───── INFORMATION GIVEN

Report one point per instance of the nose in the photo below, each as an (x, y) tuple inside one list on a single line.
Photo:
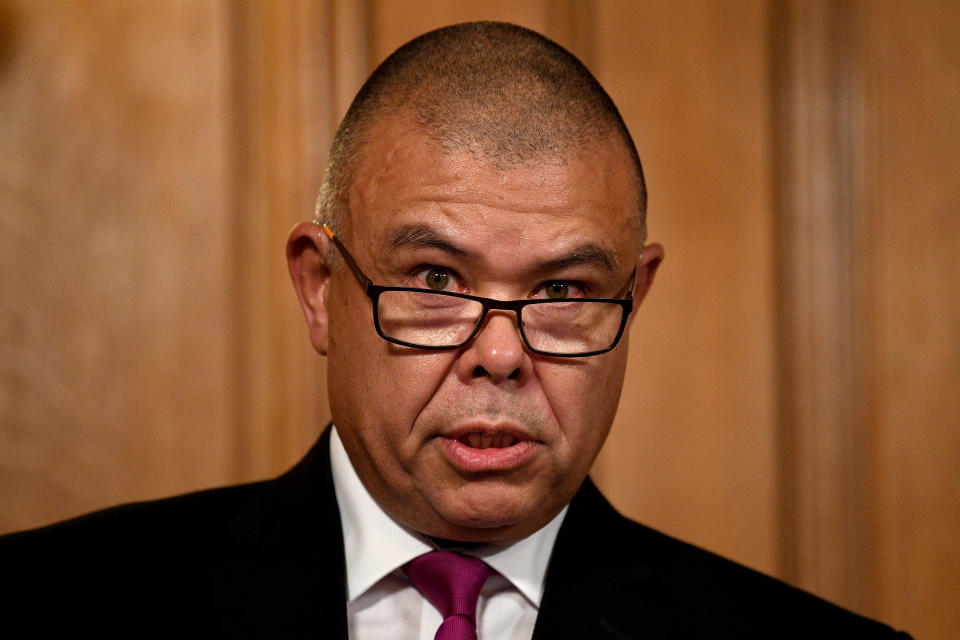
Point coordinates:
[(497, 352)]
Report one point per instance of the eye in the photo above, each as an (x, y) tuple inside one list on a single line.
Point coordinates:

──────────

## DIRECTION
Please output the lines above as a Markdown table with the columns "Row" and "Line," numbering each row and skipping blank lines. Leave the pictures out of the table.

## TASK OUTPUT
| Row | Line |
|---|---|
| 1 | Report one point per instance of the nose in the photo below, each as an (x, y) tuple inside one list on a single line. |
| 2 | Photo: |
| 3 | Point coordinates: |
| 4 | [(497, 352)] |
| 5 | Report one point per instance of the eye in the photo above, each as an (x, y) tuple inside one list on a single line. |
| 6 | Point coordinates: |